Source passage Start Marker

Nov 16 2008
Adventures, Crises and the Joy of the Unexpected
Over the weekend I flew up to Oakland for a performance at the Happiness Hotel. This was a tragically hip gig of which I felt slightly unworthy. The place is a house shared by a bunch of musicians and, I think, other artsy types. It has the feel of a youth hostel for Oakland area stoners. My eighty-dollar shirt and cashmere jacket made me feel like a dork rather than like a prepared professional.
I was already a little bit off balance ‘cause my flight plans had to change at the last minute due to fires in the Southland that had closed down an airport. Also, I flew up, leaving my wife and dogs behind in our townhouse just blocks away from the area that had been evacuated. This caused me some guilt, not because I actually feared for their safety, but because I knew they were all filled with anxiety and on the verge of panic ‘cause of the smell of smoke and the incessant local news fear-mongering. Nonetheless, there I was, safe and sound in Oakland with a rental car and a hotel room.
The guy who invited me to come perform at the event met me at the door and introduced me to Devo, a Shitsu in a blue cape. The dog was very sweet. Nobody ever explained to me why she was dressed as a super hero.
I walked up a wood staircase and was led into the common room where I was told the performance would start at nine. Or ten. You know, whenever people showed up. Good so far. A friendly man asked me if I smoked pot and when I told him that I’d quit years earlier, he shrugged and rolled himself a cigarette from a plastic container of organically grown tobacco. I wondered whether the question about pot had been an invitation to share some that he had or an inquiry designed to lead me to share with him if I had some. He and I had a rambling conversation while I wondered how anybody was going to know that the non-descript boarding house of a building was a place where a show was going to take place.
Old books filled shelves in the room in which I was to perform. Where there was wall space, it was covered with odd vintage toys turned into art pieces and jackets from vinyl albums.
The smell of tobacco and the bohemian feel of the place took me back to my college days. The vibe of the place was very much like that of the flat in which I lived when I was in London studying at the Royal Academy of Dramatic Arts. I was in my early twenties then and had no idea that when I was in my forties I’d be flying to Oakland to work this kind of a room. But being there over the weekend I felt very young and adventurous. I felt tremendous pressure to be as hip as my surroundings.

Source passage End Marker
Records Start Marker

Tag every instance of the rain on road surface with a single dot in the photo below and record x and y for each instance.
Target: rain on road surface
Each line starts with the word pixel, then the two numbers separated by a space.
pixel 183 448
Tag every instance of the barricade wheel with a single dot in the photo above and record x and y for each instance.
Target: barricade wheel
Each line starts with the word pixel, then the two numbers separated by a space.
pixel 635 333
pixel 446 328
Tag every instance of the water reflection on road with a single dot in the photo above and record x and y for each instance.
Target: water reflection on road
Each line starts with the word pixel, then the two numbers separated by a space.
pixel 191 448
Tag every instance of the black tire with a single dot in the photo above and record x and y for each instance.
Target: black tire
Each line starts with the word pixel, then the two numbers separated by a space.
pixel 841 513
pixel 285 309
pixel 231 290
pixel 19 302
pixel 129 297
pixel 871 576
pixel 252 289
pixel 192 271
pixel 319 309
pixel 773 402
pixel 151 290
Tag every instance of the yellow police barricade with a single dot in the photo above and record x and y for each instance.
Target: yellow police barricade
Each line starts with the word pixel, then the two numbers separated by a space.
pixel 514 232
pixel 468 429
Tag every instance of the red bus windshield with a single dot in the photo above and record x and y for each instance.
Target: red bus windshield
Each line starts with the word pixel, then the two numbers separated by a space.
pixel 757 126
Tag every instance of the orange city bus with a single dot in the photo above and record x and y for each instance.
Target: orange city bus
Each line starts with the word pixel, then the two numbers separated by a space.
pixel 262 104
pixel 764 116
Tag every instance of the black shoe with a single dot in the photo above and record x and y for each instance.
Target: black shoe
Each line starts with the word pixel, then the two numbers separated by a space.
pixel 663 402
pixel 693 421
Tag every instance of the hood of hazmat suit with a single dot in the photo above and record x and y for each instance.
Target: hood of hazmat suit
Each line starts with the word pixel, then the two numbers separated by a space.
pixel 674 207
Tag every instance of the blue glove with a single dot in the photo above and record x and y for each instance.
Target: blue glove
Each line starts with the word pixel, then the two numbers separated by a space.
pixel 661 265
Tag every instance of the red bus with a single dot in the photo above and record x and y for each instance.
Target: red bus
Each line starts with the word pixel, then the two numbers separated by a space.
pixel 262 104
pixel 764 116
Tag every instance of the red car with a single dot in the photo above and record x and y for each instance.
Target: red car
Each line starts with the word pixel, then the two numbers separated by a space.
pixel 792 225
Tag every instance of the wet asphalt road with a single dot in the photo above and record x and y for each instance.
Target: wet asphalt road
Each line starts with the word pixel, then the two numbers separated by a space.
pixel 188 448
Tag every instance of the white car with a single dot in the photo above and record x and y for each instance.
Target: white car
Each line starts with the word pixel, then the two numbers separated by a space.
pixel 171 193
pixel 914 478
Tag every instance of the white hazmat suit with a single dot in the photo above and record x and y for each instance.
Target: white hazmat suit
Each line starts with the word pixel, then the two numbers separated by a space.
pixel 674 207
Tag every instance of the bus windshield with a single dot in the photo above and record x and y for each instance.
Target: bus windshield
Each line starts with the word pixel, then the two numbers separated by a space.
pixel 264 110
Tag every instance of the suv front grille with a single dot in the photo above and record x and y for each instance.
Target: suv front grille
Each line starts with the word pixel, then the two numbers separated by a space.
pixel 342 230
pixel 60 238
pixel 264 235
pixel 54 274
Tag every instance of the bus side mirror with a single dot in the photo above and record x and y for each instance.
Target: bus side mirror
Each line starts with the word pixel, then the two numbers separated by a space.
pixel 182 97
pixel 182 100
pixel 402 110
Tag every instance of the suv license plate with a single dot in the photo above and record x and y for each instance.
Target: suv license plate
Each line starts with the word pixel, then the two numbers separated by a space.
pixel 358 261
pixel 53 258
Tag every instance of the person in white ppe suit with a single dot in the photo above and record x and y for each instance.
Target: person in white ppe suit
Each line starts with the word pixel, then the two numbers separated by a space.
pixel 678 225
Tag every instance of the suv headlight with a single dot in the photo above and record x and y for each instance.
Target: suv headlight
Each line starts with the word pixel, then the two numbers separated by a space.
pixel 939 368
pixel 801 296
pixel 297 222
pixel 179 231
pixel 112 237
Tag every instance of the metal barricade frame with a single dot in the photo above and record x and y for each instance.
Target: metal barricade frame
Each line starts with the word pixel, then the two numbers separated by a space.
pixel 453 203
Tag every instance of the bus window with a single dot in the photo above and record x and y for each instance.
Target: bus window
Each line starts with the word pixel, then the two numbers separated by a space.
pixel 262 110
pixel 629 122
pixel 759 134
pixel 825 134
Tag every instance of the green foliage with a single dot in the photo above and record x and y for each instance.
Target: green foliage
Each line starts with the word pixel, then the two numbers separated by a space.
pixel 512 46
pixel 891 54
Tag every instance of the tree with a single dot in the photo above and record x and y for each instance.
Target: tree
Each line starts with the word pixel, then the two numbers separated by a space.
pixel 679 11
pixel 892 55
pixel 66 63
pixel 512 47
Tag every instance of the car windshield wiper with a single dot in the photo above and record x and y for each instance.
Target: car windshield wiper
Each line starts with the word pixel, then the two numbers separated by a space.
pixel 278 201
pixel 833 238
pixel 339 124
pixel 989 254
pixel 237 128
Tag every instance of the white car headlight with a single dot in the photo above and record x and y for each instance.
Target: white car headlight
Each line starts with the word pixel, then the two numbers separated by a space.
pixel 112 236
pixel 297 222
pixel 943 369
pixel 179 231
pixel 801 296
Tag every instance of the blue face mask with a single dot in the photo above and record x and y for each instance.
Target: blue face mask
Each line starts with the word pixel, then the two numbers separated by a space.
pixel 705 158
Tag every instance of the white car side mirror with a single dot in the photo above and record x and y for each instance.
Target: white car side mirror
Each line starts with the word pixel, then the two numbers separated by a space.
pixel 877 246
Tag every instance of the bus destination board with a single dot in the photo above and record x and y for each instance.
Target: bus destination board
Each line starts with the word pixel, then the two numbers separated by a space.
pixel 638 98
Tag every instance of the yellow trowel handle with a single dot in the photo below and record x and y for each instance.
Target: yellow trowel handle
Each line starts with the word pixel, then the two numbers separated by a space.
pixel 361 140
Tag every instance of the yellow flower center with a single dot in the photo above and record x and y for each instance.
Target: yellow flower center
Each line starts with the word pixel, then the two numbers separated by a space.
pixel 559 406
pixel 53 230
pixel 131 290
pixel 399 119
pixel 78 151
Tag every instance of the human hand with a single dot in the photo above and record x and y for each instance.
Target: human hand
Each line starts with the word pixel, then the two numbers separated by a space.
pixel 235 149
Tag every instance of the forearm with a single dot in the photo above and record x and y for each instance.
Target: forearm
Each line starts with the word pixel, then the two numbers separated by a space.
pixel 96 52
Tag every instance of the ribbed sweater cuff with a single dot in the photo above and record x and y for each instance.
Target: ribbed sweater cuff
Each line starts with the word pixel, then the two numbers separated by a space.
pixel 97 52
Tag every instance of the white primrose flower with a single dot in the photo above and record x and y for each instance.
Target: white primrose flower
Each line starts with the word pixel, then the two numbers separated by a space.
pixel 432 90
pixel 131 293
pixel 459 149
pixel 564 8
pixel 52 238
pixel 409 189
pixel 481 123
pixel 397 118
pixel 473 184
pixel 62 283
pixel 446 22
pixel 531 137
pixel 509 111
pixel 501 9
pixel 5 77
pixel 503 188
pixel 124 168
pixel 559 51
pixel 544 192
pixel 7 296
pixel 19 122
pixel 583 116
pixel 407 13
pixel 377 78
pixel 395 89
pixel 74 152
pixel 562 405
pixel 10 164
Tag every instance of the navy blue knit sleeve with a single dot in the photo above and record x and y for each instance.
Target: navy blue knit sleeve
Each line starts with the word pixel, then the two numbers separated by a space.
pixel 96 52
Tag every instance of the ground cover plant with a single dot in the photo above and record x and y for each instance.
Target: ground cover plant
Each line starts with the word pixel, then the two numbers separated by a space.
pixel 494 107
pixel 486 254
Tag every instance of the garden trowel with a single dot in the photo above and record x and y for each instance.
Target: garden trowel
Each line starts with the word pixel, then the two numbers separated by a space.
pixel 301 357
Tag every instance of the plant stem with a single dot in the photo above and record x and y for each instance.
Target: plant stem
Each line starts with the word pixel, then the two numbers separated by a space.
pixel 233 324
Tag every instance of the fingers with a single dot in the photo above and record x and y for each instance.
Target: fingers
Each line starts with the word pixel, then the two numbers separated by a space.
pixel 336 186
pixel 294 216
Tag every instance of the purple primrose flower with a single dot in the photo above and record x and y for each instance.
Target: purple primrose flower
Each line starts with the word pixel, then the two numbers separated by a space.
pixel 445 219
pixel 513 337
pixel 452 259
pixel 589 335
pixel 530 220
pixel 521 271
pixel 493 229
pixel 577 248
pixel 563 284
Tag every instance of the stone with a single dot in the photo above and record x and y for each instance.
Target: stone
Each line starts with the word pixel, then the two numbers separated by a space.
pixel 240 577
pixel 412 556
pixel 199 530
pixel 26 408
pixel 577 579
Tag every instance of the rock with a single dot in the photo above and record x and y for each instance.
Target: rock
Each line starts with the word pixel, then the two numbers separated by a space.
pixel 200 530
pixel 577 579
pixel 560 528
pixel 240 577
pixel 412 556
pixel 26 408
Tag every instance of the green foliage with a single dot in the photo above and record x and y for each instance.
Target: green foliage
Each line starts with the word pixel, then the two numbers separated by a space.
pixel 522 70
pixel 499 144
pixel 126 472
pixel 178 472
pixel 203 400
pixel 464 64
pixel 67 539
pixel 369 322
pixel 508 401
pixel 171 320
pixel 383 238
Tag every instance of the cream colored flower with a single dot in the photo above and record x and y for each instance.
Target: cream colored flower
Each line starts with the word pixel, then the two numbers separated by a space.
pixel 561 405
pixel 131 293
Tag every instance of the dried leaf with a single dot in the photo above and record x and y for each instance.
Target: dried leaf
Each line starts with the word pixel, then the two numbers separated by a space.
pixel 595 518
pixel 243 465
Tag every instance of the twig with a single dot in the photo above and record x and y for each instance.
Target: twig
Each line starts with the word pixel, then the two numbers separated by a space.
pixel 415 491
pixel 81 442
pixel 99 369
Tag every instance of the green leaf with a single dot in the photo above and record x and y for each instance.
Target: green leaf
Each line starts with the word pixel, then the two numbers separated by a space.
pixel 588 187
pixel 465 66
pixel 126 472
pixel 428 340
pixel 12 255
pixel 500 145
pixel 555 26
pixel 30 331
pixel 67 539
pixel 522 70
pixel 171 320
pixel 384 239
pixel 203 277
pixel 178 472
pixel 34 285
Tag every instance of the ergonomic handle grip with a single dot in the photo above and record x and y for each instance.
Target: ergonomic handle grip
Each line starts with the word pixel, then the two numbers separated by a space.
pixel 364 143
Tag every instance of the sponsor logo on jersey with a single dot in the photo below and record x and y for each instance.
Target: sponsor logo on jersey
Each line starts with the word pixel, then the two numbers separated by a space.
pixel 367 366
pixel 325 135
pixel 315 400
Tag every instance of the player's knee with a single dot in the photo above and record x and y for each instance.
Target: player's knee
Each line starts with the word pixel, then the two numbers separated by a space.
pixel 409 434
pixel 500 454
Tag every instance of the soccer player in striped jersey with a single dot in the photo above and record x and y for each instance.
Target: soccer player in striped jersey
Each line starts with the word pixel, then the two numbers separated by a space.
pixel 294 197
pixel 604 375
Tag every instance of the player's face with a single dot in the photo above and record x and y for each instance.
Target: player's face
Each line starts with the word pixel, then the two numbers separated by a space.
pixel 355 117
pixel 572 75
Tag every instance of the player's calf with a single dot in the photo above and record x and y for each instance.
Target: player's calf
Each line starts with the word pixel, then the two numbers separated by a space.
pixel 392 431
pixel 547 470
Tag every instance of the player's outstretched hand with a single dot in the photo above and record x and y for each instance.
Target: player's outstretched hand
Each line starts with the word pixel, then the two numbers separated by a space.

Records End Marker

• _Instructions_:
1/ In the Happiness Hotel account, starting at "I was already" and ending at "a hotel room.", swap "townhouse" for "apartment" and give that part again.
2/ Answer these from the Happiness Hotel account:
(a) What breed was Devo, and what was she wearing?
(b) Where did the writer study while living in London?
(c) What forced the writer's flight plans to change at the last minute?
3/ Go on with the Happiness Hotel account from the point where it stops.
The records are separate material, distinct from the text above them.

• _Task answers_:
1/
I was already a little bit off balance ‘cause my flight plans had to change at the last minute due to fires in the Southland that had closed down an airport. Also, I flew up, leaving my wife and dogs behind in our apartment just blocks away from the area that had been evacuated. This caused me some guilt, not because I actually feared for their safety, but because I knew they were all filled with anxiety and on the verge of panic ‘cause of the smell of smoke and the incessant local news fear-mongering. Nonetheless, there I was, safe and sound in Oakland with a rental car and a hotel room.

2/
(a) A Shitsu, in a blue cape.
(b) The Royal Academy of Dramatic Arts.
(c) Fires in the Southland had closed down an airport.

3/
People showed up with their own beer. A lawyer/comic I’d met years ago in L.A. arrived with his girlfriend. Young men gathered in the room with facial hair both anachronistic and utterly unflattering.
Exhausted from a night of siren-broken sleep with my dogs and my wife in Sylmar and then a commuter flight booked last minute and all, I offered to perform before the others on the bill, musicians all. I took the microphone uncertain as to how my stories would be received and found this odd crowd, seated on couches and floor planks, sipping beers and smoking home-rolled cigarettes, to be delightfully receptive to my long-form, thinky story-telling. These were people comfortable enough to laugh at what they thought was funny, to applaud spontaneously and to occasionally engage in mid-story conversation with me in a way that was entirely participatory and not at all heckling.
With each piece I did I strove to be worthy of the warmth and hospitality they offered. The whole thing felt less like a show than a Salon and once I stopped being embarrassed – a feeling I was ashamed to be experiencing at all, really – that I was performing in such a setting, I had a truly wonderful time.
I flew home today, back into the fire zone. I walked with my wife and my dogs in the hazy air and I remembered to focus not on the allergens in the air or the vague sense of danger that hung over Sylmar but on the Autumnal smell of the smoke and the delightful surrealism of the red-sunned sky and the quiet, under-trafficked streets.
We live in interesting times. The world is filled with the faint smells of psychotropic youth. It is still possible to go places and have unexpected adventures. People who are not exactly like us will open their doors and their hearts and we can welcome one another and hear one another’s stories. We can converse without heckling and even in the sights and sounds of crisis we may find beauty.